[Records from a data source]
____________

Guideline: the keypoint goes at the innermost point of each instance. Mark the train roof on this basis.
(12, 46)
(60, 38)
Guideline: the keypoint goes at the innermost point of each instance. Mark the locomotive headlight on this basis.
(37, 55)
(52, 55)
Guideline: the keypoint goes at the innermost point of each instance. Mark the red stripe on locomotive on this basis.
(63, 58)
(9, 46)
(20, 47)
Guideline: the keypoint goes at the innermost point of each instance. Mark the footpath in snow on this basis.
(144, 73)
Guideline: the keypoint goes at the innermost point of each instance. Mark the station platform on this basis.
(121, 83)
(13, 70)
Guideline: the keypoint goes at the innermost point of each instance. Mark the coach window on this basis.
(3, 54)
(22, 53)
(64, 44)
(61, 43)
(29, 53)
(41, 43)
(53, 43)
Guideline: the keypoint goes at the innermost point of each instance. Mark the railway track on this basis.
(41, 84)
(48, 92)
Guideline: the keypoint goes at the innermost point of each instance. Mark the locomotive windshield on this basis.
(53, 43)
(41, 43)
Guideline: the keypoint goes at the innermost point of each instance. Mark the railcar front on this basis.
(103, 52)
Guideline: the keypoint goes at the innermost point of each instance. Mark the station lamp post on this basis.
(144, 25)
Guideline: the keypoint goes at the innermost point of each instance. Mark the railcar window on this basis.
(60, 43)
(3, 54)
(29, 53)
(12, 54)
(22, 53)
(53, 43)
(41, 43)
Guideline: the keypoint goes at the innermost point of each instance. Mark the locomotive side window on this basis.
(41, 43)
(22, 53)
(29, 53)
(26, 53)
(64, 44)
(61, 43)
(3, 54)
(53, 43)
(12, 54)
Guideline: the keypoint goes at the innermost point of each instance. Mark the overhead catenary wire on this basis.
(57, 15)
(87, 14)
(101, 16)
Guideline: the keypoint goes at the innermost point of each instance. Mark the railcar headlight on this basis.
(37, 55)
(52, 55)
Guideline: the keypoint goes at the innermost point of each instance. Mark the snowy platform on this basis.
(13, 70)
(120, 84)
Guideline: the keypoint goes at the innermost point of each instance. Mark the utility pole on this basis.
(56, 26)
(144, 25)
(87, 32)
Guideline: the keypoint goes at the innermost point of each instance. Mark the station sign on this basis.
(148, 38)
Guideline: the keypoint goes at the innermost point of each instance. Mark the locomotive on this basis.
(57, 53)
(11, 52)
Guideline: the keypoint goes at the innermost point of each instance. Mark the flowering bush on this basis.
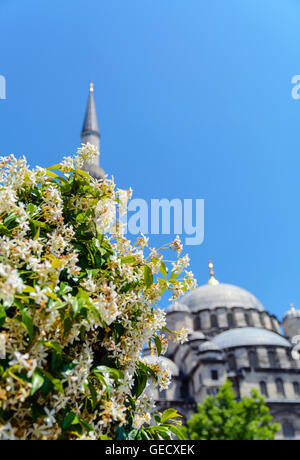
(77, 306)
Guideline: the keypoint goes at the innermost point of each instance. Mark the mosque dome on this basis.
(165, 363)
(215, 294)
(292, 313)
(212, 296)
(249, 336)
(177, 307)
(209, 346)
(196, 335)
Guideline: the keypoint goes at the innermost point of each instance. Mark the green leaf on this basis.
(51, 174)
(178, 431)
(114, 373)
(55, 382)
(2, 316)
(53, 345)
(28, 324)
(168, 414)
(163, 270)
(31, 209)
(37, 382)
(93, 396)
(81, 218)
(128, 260)
(148, 276)
(158, 344)
(70, 419)
(67, 325)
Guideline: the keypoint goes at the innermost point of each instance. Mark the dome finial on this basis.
(212, 279)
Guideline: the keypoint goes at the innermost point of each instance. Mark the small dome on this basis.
(177, 307)
(209, 346)
(292, 313)
(220, 295)
(196, 335)
(247, 336)
(165, 363)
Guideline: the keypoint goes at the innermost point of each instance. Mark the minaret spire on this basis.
(212, 280)
(90, 134)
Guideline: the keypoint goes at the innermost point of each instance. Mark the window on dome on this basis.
(197, 323)
(273, 361)
(214, 321)
(263, 388)
(296, 388)
(232, 362)
(288, 430)
(230, 320)
(253, 359)
(274, 324)
(214, 374)
(248, 319)
(163, 394)
(280, 387)
(262, 320)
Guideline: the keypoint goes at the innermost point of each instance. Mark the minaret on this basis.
(212, 280)
(291, 322)
(90, 134)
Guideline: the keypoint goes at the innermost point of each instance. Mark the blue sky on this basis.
(194, 101)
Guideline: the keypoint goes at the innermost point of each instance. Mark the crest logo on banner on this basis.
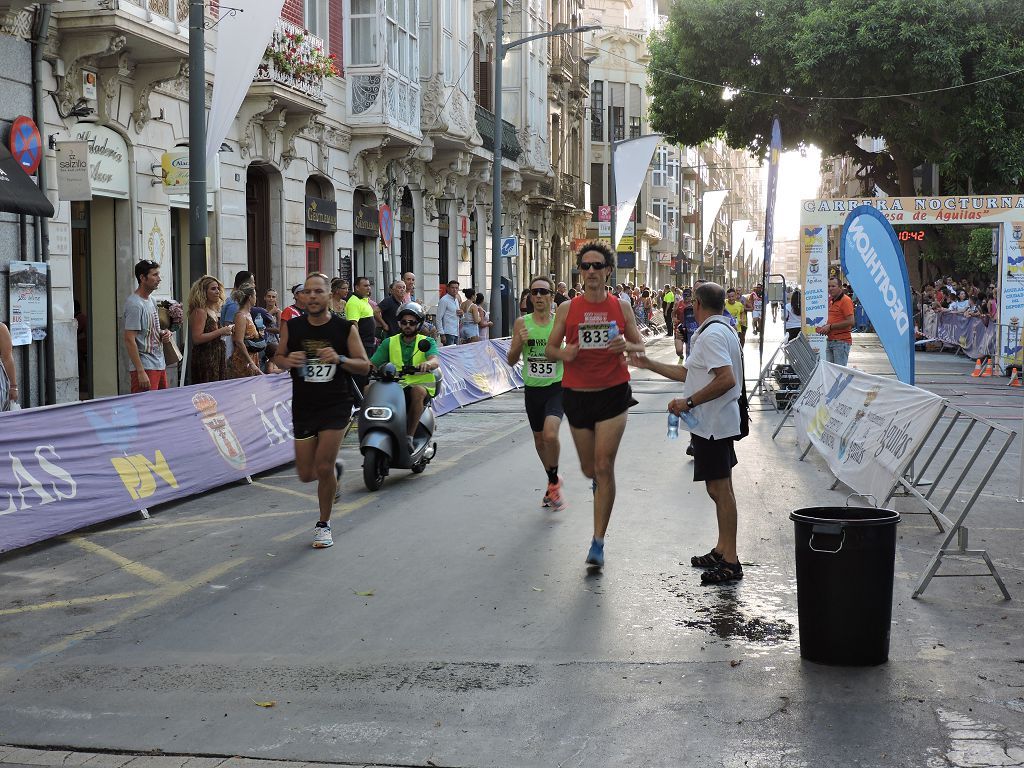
(220, 430)
(872, 261)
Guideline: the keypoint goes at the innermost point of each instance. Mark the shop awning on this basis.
(18, 193)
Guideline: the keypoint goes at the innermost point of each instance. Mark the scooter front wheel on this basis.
(374, 468)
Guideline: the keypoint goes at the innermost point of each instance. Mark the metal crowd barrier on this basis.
(966, 437)
(804, 359)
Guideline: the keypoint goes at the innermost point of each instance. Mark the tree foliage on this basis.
(783, 56)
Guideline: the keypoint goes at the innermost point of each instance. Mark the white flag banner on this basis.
(630, 163)
(242, 40)
(866, 427)
(712, 203)
(738, 232)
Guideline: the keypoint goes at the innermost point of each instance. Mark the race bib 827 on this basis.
(318, 373)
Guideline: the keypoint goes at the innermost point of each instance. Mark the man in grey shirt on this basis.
(143, 339)
(449, 313)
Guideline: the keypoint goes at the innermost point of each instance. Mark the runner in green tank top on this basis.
(543, 384)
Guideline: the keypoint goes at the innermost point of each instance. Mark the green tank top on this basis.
(538, 371)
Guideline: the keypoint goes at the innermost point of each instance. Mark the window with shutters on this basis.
(634, 127)
(597, 111)
(482, 71)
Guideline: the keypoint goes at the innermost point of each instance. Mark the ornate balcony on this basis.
(511, 150)
(293, 68)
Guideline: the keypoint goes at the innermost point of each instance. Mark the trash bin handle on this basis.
(829, 530)
(862, 496)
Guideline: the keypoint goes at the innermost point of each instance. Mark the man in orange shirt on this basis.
(839, 325)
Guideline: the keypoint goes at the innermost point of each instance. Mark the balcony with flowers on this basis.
(294, 68)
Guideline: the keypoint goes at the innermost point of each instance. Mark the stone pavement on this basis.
(454, 625)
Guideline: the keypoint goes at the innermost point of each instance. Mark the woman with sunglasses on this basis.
(543, 381)
(598, 330)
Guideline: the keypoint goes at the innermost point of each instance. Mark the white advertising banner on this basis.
(1011, 292)
(814, 244)
(866, 427)
(242, 40)
(631, 162)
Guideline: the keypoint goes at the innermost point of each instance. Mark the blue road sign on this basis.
(510, 247)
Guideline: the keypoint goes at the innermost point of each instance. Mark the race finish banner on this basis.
(71, 466)
(872, 262)
(1012, 292)
(866, 427)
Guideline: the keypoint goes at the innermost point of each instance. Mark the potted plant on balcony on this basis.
(293, 55)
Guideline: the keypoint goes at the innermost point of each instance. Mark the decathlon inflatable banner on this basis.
(872, 262)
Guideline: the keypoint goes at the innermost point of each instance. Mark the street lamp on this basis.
(501, 48)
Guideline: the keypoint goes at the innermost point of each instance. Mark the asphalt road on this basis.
(454, 623)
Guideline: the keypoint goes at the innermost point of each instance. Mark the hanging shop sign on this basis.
(109, 167)
(365, 221)
(174, 169)
(73, 171)
(322, 214)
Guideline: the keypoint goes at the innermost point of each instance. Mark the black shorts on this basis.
(713, 460)
(584, 410)
(309, 423)
(542, 402)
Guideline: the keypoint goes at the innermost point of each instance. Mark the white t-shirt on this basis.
(448, 318)
(792, 318)
(715, 345)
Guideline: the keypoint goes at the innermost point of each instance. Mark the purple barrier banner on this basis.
(474, 372)
(971, 334)
(71, 466)
(67, 467)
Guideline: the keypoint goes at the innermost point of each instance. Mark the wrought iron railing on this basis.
(289, 57)
(511, 148)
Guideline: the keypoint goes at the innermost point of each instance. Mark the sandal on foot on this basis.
(711, 560)
(723, 572)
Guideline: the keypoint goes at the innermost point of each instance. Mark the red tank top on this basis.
(594, 368)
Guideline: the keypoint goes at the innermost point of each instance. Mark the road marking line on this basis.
(299, 494)
(71, 602)
(132, 566)
(159, 599)
(161, 525)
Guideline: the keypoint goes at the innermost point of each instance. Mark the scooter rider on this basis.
(402, 350)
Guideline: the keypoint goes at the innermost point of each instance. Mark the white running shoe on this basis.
(323, 538)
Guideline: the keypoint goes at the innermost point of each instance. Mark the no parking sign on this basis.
(26, 143)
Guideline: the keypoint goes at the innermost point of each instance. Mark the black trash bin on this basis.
(845, 562)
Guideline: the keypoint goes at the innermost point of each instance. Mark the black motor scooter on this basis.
(382, 427)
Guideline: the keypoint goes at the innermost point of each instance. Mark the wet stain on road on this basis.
(757, 611)
(436, 676)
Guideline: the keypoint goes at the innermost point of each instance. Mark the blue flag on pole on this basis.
(872, 262)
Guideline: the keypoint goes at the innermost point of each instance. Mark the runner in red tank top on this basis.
(598, 330)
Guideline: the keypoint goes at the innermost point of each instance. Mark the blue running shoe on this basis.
(596, 554)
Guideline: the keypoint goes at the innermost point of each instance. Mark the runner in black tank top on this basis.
(322, 351)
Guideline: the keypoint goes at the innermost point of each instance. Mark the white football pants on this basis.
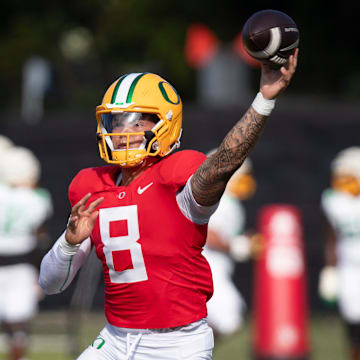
(191, 342)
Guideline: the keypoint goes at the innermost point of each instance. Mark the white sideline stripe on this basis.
(39, 343)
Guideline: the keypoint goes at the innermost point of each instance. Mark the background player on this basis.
(147, 218)
(340, 277)
(226, 242)
(23, 211)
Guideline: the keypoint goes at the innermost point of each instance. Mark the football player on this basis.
(227, 242)
(146, 214)
(23, 210)
(339, 279)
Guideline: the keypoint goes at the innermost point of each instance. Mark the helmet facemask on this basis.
(120, 144)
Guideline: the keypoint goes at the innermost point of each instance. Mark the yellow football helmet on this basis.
(143, 93)
(345, 169)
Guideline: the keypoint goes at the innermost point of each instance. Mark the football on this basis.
(270, 36)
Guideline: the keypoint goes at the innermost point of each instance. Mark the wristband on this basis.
(67, 248)
(263, 106)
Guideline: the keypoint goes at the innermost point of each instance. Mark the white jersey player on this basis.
(226, 243)
(23, 210)
(339, 280)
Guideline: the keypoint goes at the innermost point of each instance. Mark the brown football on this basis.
(270, 36)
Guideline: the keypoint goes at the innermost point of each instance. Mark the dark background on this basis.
(316, 117)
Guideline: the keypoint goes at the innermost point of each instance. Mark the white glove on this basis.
(240, 248)
(328, 283)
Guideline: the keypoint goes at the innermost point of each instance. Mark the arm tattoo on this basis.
(209, 181)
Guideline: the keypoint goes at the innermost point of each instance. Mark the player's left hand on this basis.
(82, 220)
(275, 81)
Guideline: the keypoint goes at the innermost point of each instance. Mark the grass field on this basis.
(50, 340)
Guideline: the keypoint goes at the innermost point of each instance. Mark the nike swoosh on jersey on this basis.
(141, 190)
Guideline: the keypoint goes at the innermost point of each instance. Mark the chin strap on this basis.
(149, 135)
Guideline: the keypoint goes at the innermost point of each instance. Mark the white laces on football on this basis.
(130, 348)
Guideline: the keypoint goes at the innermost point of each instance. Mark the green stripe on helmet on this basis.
(132, 87)
(113, 98)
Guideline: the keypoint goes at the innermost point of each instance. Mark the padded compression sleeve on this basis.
(58, 269)
(193, 211)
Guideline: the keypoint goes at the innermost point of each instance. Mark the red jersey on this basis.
(155, 275)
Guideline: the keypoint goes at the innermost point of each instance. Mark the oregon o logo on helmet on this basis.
(165, 95)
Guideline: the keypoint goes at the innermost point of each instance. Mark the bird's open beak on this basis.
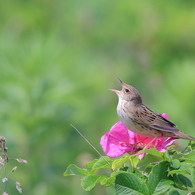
(116, 91)
(120, 81)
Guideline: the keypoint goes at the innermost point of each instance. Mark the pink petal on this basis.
(112, 142)
(164, 115)
(169, 141)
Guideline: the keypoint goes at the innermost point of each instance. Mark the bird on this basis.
(140, 119)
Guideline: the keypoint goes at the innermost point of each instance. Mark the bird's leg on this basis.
(148, 144)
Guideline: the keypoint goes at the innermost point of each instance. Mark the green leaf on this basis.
(193, 175)
(190, 157)
(178, 182)
(119, 163)
(157, 173)
(148, 159)
(185, 180)
(74, 170)
(89, 165)
(153, 152)
(175, 164)
(97, 164)
(174, 192)
(163, 186)
(89, 182)
(107, 181)
(184, 168)
(128, 183)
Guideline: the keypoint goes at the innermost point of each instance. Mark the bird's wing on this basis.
(156, 121)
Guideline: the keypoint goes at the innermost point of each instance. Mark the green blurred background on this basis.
(59, 58)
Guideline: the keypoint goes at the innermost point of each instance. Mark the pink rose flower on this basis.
(119, 140)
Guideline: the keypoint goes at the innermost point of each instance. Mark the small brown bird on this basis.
(140, 119)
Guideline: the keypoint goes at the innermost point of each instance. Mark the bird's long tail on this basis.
(182, 135)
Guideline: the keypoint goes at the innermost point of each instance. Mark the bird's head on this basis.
(128, 93)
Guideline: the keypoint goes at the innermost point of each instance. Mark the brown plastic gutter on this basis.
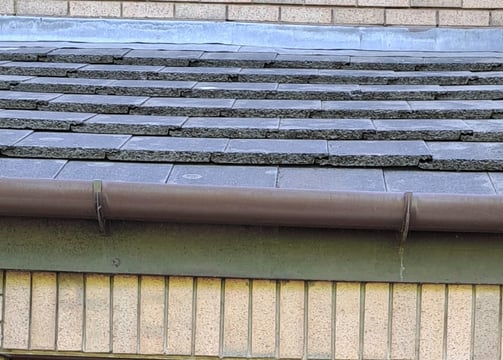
(250, 206)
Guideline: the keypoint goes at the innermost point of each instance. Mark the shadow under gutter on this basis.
(104, 200)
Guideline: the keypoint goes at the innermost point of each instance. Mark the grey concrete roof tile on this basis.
(161, 57)
(115, 171)
(41, 120)
(325, 128)
(90, 55)
(366, 153)
(131, 124)
(39, 69)
(462, 156)
(224, 175)
(420, 129)
(272, 151)
(25, 100)
(96, 103)
(229, 127)
(10, 137)
(184, 106)
(485, 130)
(340, 179)
(63, 85)
(438, 182)
(149, 148)
(67, 145)
(30, 168)
(497, 181)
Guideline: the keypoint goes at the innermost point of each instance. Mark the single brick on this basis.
(436, 3)
(160, 10)
(43, 311)
(180, 322)
(7, 7)
(486, 338)
(359, 16)
(70, 311)
(97, 313)
(291, 317)
(253, 12)
(482, 4)
(263, 318)
(463, 18)
(331, 2)
(125, 314)
(375, 337)
(384, 3)
(95, 8)
(404, 322)
(411, 17)
(302, 14)
(200, 11)
(347, 320)
(432, 322)
(459, 320)
(17, 310)
(319, 320)
(236, 311)
(46, 7)
(208, 316)
(152, 323)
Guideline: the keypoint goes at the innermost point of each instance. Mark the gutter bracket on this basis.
(98, 204)
(404, 231)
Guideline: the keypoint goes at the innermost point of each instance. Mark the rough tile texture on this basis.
(16, 324)
(125, 314)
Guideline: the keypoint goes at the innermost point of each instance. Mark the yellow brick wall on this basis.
(241, 318)
(472, 13)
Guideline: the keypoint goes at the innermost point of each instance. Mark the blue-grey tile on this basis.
(224, 175)
(497, 181)
(272, 151)
(41, 120)
(132, 124)
(67, 145)
(438, 182)
(341, 179)
(30, 168)
(465, 156)
(115, 171)
(10, 137)
(149, 148)
(377, 153)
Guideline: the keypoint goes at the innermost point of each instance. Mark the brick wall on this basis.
(165, 316)
(470, 13)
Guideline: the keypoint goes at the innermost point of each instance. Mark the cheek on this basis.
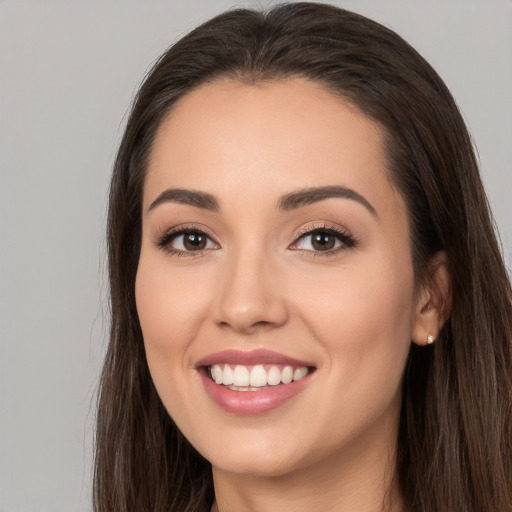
(363, 319)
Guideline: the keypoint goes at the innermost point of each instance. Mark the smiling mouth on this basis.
(256, 377)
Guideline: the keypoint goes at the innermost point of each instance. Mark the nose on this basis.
(251, 297)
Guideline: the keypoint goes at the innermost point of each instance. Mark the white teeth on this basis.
(274, 376)
(300, 373)
(287, 375)
(240, 376)
(257, 377)
(217, 374)
(227, 378)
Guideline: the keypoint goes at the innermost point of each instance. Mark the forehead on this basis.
(267, 138)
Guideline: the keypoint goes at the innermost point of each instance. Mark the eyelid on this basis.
(342, 234)
(163, 241)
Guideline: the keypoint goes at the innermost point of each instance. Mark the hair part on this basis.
(455, 428)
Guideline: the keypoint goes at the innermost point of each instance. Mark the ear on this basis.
(433, 304)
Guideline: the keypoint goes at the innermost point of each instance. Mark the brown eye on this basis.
(194, 241)
(187, 241)
(323, 241)
(328, 240)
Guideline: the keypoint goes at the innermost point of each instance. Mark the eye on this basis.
(186, 241)
(323, 240)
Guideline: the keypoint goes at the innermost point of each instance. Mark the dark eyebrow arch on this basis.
(314, 195)
(190, 197)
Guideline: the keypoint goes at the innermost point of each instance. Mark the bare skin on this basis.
(349, 307)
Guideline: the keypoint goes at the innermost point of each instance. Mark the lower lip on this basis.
(252, 402)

____________

Exercise directions — Rewrite the data from the line with "brown eye on this basis." through the end of the data, changing "dark eyebrow arch" to "eyebrow arch" and keeping everything else identical.

Answer to this problem —
Guideline: the keypoint goes at the innermost point of each instance. Mark the brown eye on this basis.
(194, 241)
(187, 241)
(323, 241)
(328, 240)
Guideline: the keypoint goes at the innermost point of each instance. Mark the eye on this basis.
(186, 241)
(323, 240)
Guideline: the keypoint goes at the innermost point of each instance. Mark the eyebrow arch on this basis.
(314, 195)
(190, 197)
Guideline: the keypoint goes at the innermost point of each instance. Mark the bare skin on this basis.
(349, 307)
Guideline: the keypoint goes at the innermost point of each instance. Mark the lower lip on this basis.
(252, 402)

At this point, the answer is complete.